Instructions to follow:
From the entries below, pull out every line that contains the word "surface", treating uppercase and lowercase as different.

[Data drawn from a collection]
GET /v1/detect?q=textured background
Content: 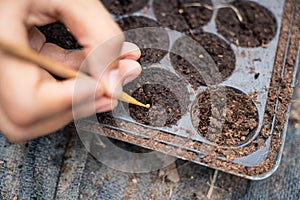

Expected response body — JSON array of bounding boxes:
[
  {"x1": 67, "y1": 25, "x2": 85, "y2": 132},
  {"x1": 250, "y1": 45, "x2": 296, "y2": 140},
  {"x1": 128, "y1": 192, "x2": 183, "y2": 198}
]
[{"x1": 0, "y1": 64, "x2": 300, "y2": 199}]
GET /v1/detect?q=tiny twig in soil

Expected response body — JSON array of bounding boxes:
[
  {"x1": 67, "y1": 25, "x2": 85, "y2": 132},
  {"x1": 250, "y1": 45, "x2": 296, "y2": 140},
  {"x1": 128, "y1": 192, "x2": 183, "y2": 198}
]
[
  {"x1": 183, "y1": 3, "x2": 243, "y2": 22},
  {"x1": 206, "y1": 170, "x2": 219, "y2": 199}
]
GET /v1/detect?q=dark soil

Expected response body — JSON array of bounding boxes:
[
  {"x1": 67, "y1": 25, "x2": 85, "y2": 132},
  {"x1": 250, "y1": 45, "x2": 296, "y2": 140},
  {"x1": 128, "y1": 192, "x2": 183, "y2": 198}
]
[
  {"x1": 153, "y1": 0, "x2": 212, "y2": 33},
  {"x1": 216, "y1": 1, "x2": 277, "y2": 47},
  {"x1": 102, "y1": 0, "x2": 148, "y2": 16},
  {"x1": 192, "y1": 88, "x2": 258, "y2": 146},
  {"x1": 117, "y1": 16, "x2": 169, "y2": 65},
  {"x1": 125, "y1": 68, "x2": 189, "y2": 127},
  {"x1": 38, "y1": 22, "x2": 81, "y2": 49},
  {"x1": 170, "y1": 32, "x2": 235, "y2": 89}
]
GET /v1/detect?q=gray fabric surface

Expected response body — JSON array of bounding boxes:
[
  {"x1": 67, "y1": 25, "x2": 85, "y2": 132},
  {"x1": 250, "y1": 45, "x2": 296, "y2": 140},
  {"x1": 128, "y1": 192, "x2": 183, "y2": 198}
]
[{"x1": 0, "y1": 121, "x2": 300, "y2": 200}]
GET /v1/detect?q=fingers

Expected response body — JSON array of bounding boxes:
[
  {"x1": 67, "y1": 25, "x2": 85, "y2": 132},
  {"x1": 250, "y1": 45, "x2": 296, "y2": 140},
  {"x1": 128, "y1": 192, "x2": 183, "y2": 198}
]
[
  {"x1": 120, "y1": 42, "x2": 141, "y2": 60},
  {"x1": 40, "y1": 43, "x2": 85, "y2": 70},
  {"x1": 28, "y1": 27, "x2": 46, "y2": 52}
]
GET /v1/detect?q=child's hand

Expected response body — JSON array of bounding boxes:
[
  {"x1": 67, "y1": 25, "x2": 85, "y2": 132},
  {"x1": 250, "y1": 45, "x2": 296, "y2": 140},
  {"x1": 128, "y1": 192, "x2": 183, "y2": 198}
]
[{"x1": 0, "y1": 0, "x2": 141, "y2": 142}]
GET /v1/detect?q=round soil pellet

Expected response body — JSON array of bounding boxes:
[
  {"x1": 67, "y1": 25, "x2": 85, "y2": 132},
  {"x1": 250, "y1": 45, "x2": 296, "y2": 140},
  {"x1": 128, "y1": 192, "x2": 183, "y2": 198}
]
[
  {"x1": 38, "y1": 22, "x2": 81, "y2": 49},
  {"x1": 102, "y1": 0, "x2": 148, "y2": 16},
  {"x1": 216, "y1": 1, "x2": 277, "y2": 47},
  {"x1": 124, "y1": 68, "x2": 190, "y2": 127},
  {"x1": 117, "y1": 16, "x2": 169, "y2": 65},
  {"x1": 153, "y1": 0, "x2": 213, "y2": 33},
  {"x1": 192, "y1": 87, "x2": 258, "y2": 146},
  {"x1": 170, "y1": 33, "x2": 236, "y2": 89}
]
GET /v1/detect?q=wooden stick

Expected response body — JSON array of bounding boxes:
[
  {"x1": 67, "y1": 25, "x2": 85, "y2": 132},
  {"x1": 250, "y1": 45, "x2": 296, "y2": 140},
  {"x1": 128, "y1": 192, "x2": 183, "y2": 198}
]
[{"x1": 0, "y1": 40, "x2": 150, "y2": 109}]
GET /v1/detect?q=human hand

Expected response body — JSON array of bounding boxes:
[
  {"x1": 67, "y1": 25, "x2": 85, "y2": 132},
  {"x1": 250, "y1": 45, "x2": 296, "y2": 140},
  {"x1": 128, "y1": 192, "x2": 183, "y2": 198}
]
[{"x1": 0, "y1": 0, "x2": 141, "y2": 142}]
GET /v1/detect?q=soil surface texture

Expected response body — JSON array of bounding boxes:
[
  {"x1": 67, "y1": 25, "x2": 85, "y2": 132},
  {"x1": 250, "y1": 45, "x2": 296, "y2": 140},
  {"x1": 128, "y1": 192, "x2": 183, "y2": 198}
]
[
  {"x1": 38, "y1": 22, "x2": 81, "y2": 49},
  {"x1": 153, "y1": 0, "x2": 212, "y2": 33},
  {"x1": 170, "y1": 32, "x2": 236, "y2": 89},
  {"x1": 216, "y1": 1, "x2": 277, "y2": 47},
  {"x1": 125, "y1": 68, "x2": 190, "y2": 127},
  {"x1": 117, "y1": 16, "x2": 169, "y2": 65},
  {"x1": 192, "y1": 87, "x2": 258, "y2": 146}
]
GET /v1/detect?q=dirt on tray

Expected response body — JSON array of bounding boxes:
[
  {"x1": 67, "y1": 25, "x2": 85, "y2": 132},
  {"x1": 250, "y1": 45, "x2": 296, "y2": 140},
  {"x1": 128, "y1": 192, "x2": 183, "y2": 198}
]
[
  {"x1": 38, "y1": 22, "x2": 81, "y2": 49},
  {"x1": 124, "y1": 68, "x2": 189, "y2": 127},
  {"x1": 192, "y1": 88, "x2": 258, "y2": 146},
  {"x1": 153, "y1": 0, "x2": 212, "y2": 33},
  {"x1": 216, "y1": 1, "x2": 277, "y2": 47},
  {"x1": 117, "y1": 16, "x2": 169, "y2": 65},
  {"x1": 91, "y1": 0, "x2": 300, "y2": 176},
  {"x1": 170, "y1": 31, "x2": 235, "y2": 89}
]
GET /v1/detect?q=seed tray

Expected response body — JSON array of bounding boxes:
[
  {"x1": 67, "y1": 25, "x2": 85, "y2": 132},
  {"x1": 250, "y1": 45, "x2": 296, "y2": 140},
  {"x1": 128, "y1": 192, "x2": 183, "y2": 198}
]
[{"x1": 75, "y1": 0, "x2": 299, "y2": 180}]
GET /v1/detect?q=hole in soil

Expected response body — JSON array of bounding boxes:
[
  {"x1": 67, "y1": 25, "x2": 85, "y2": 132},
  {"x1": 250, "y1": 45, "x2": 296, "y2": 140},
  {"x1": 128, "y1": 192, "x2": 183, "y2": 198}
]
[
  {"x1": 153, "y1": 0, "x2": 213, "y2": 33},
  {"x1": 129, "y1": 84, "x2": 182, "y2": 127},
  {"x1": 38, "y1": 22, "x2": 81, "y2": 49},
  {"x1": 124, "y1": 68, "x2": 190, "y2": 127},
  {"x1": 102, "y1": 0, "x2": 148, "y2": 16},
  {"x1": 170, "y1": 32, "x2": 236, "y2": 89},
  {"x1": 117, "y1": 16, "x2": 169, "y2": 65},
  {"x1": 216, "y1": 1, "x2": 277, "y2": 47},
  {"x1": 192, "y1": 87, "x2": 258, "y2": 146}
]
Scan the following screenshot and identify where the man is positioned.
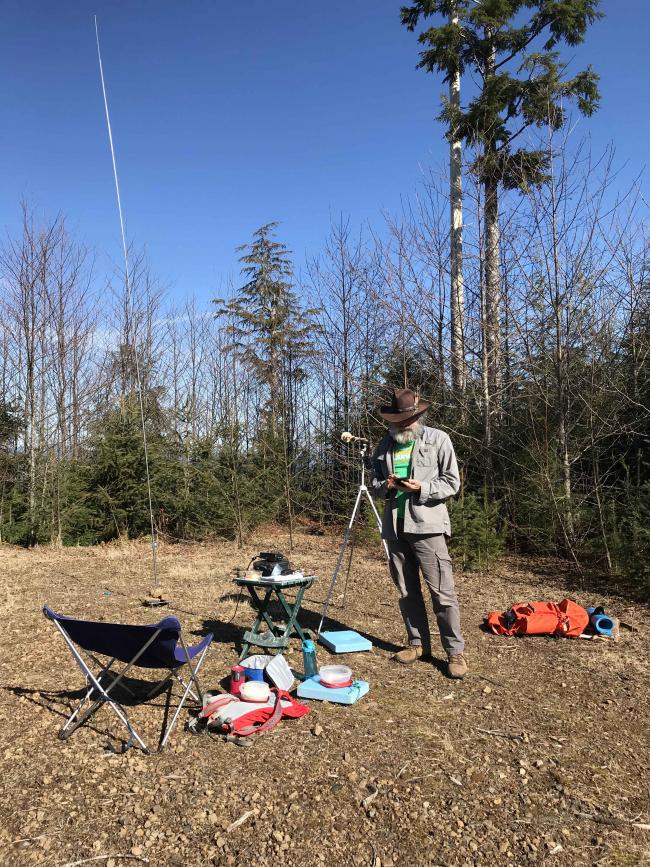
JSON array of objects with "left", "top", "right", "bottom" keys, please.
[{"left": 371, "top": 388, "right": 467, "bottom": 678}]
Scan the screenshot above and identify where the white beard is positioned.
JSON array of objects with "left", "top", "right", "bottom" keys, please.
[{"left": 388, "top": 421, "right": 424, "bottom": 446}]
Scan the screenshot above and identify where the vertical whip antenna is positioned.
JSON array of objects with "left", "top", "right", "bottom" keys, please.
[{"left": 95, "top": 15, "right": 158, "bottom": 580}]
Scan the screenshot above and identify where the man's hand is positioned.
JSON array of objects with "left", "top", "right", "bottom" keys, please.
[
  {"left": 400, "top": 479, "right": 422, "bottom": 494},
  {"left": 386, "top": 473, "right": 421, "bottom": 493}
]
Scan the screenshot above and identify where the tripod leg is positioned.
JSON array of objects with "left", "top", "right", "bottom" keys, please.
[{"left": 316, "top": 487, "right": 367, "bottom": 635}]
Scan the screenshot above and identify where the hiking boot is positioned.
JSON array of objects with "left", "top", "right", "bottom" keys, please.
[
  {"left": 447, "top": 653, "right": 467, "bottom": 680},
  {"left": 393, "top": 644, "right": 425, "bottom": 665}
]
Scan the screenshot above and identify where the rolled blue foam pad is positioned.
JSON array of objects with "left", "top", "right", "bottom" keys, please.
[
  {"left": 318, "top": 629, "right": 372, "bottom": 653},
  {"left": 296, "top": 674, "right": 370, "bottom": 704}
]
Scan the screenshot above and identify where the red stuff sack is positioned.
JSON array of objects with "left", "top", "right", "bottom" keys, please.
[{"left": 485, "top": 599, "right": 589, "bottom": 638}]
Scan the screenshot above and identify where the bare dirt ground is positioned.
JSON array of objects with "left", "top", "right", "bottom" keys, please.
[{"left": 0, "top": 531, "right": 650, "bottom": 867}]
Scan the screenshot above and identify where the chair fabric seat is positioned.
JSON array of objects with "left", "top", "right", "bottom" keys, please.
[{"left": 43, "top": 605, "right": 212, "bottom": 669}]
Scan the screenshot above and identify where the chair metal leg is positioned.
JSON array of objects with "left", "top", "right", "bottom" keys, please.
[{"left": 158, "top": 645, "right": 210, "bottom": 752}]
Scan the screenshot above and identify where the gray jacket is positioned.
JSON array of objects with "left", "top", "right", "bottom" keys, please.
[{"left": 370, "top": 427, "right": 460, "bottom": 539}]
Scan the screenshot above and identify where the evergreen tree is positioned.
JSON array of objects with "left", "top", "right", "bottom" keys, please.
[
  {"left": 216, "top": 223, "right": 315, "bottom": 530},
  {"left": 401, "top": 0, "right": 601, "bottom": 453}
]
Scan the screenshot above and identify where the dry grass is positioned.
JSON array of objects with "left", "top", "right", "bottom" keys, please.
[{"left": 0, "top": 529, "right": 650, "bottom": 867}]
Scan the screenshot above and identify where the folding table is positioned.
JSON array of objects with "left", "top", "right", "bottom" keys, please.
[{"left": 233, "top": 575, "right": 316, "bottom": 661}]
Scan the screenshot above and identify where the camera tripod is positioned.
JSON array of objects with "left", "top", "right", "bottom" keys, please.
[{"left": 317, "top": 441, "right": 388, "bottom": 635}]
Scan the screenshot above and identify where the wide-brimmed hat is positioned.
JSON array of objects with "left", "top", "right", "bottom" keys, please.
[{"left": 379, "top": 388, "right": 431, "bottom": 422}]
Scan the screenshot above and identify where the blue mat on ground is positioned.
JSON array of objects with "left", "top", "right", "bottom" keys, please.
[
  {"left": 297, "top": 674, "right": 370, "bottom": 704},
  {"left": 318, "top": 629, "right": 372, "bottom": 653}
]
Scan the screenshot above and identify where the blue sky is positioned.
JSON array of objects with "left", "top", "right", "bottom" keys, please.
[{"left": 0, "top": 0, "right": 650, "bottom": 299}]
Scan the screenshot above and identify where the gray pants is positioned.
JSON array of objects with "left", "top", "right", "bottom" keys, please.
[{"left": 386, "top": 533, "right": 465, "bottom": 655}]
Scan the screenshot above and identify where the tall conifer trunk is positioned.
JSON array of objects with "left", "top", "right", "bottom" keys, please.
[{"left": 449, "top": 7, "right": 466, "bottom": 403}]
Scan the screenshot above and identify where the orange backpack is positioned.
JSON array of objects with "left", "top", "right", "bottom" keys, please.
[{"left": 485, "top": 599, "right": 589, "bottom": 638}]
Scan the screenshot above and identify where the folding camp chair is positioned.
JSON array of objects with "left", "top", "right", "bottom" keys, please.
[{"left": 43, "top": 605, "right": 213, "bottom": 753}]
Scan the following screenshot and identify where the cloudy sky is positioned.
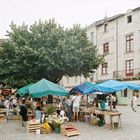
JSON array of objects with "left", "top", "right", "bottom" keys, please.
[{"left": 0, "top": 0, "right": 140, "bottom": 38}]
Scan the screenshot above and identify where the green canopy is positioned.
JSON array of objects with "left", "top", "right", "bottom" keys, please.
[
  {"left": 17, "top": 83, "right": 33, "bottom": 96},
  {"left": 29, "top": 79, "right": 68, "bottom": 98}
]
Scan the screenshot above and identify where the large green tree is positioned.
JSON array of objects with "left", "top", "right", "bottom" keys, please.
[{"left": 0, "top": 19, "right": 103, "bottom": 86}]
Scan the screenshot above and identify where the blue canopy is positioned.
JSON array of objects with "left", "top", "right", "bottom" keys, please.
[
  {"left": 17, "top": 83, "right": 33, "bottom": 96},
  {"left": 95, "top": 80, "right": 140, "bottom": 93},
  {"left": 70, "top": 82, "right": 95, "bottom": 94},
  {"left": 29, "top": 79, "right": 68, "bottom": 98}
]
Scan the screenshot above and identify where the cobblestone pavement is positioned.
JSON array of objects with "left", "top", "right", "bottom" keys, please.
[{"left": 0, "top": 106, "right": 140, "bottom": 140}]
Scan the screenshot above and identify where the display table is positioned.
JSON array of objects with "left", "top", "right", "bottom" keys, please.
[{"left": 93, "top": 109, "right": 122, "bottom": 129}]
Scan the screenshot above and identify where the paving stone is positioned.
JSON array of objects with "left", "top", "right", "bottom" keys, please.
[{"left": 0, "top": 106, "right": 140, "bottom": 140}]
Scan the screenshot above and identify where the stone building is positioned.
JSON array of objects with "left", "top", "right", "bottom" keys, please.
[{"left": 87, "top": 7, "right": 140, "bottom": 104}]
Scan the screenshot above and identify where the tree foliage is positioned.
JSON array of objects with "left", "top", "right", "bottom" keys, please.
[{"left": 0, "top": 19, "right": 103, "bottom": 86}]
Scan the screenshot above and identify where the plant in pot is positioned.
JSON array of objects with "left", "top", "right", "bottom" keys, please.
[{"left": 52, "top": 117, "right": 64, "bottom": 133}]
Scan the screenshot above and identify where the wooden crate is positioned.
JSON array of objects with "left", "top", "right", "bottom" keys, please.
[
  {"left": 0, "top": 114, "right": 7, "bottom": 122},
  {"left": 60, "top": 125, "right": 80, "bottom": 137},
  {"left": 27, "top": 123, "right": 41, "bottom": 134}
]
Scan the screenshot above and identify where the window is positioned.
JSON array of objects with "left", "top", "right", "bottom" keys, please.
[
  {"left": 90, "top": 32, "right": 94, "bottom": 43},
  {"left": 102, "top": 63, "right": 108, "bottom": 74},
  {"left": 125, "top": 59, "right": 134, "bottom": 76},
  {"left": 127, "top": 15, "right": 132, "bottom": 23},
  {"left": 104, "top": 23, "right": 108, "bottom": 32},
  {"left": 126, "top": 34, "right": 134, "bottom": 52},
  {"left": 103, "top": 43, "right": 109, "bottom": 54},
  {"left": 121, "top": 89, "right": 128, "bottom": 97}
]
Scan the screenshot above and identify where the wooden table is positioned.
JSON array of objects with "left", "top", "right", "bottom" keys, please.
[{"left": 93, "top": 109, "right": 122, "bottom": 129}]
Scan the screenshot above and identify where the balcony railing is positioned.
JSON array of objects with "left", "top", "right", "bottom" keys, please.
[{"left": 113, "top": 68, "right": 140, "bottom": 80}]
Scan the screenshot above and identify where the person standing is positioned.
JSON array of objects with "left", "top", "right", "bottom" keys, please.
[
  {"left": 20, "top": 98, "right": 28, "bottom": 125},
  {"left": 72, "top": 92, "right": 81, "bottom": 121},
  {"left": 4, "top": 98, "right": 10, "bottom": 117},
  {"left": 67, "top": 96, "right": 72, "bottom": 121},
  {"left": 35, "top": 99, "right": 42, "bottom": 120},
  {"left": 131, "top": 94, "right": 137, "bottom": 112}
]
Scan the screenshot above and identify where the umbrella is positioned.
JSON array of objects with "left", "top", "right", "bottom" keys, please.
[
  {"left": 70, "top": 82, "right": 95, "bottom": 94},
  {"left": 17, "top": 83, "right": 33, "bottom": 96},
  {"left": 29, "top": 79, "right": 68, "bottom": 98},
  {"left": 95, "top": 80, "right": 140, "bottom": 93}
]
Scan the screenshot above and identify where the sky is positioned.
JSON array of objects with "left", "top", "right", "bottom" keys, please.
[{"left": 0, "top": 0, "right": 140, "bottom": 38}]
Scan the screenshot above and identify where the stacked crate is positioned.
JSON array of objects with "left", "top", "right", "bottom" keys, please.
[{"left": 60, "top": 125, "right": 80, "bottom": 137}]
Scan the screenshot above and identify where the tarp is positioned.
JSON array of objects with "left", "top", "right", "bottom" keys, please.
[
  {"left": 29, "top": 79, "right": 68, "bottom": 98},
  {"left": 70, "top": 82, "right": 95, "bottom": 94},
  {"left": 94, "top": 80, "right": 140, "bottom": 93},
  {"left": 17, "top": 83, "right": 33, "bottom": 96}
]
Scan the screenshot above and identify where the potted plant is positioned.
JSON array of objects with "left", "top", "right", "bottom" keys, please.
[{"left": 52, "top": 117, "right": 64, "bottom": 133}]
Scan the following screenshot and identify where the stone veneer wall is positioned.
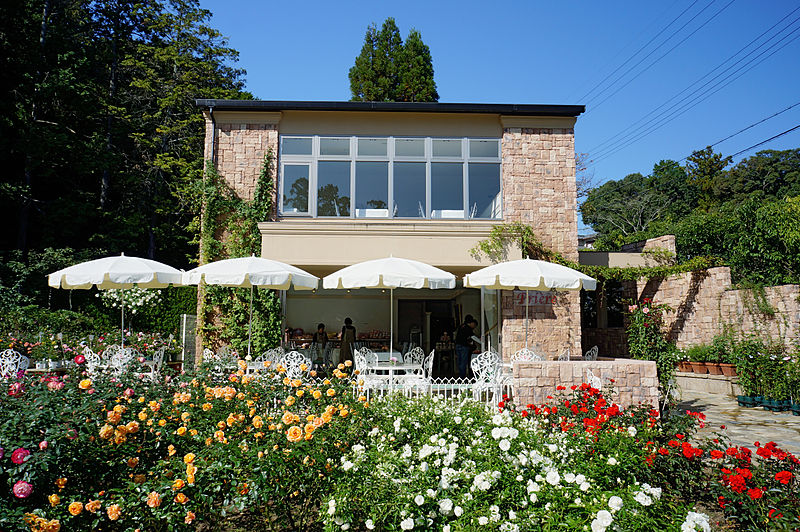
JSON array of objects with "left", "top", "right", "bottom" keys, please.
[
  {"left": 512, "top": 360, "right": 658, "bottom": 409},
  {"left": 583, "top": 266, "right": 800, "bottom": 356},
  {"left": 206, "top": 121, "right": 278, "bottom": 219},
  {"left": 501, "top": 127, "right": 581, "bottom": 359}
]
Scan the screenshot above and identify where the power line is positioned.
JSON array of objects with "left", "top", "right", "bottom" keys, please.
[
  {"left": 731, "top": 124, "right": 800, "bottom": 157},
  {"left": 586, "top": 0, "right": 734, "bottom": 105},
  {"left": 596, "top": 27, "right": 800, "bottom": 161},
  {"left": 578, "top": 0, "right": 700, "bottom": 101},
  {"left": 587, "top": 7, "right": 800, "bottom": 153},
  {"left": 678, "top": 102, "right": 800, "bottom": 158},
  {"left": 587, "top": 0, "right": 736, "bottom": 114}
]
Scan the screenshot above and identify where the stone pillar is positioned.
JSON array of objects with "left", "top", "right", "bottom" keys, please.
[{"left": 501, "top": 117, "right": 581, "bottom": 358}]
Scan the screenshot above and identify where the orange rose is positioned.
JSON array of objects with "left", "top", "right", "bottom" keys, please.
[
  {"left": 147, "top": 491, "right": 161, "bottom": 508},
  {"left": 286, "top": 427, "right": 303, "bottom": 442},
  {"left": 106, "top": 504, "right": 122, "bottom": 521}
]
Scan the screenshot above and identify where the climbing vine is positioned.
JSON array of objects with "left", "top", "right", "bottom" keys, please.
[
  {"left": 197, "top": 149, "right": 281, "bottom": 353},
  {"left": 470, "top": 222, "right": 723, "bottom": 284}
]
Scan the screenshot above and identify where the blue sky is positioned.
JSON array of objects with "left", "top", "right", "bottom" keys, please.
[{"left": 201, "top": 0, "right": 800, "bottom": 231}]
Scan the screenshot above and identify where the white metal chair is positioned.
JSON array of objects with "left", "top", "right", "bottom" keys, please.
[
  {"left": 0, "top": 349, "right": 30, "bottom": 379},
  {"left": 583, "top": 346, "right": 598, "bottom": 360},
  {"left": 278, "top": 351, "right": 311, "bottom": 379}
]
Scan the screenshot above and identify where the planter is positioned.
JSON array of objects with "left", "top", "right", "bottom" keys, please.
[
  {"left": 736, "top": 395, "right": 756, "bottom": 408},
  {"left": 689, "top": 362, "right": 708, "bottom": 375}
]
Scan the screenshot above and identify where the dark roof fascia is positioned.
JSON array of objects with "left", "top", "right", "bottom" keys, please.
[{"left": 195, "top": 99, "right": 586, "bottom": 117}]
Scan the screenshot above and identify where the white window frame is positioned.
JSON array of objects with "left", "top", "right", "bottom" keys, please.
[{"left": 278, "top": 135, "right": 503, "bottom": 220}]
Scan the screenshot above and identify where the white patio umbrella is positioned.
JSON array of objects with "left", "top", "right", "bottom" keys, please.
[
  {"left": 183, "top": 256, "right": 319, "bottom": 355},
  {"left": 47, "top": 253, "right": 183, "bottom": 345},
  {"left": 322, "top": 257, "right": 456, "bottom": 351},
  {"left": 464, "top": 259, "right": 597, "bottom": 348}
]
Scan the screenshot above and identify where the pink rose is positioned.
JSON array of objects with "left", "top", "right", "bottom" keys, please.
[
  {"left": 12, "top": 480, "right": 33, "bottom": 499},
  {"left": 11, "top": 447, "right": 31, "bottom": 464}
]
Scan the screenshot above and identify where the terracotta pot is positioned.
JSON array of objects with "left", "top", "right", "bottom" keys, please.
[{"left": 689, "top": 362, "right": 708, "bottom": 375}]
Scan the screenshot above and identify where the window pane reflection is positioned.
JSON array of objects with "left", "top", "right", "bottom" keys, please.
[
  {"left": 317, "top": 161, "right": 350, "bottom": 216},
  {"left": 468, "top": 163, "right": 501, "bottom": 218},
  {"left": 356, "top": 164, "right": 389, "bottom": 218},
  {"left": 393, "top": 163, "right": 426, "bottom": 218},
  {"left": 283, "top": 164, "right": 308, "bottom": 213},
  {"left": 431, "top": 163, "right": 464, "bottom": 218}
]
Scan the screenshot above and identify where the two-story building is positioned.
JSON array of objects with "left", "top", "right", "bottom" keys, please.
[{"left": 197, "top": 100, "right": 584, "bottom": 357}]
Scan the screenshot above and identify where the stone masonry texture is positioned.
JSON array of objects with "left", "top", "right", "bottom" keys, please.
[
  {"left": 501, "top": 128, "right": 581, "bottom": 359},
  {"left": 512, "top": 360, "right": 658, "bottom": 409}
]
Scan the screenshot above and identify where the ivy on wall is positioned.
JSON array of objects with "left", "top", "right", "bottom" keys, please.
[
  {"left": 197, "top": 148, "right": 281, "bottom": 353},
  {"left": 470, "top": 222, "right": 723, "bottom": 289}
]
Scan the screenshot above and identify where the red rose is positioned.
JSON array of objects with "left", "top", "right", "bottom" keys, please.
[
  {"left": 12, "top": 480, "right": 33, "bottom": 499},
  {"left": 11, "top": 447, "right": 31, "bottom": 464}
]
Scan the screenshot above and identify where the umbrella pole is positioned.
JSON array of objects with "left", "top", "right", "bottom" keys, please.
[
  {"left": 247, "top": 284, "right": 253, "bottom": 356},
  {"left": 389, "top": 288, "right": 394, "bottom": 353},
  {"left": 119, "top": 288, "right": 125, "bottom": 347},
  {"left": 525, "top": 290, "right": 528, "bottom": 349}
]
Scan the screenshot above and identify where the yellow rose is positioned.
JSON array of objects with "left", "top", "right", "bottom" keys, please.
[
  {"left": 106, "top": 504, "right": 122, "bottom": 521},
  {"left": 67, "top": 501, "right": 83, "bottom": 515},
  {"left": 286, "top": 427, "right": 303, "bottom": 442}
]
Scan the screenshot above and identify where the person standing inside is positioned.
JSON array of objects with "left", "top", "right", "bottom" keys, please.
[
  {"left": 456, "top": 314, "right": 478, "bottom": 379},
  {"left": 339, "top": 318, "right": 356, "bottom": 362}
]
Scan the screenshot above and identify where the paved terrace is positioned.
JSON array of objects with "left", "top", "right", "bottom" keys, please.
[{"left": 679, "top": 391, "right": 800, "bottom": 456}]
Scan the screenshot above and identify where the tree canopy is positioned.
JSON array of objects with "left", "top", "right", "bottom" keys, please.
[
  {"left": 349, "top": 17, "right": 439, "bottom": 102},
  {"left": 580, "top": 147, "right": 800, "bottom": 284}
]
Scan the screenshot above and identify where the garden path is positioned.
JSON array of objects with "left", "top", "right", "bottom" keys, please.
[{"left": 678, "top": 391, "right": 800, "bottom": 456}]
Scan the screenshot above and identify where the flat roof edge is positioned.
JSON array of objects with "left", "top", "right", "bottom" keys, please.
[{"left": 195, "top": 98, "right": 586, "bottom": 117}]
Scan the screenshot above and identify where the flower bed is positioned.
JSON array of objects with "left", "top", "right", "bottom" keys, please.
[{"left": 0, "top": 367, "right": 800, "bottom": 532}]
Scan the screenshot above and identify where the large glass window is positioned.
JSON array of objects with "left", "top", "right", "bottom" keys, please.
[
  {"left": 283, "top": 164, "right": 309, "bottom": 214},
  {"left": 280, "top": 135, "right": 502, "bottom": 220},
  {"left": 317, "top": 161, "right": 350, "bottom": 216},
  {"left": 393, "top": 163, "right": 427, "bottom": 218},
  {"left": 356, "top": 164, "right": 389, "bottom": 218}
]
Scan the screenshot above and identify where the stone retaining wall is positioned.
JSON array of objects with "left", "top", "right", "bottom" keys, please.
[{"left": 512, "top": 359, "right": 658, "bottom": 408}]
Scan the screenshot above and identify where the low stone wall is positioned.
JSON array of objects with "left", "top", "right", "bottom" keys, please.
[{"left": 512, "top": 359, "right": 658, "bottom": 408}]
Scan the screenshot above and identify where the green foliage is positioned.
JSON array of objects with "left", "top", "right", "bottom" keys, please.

Written reply:
GET /v1/detect?q=gray fabric surface
GET /v1/detect?q=soil surface texture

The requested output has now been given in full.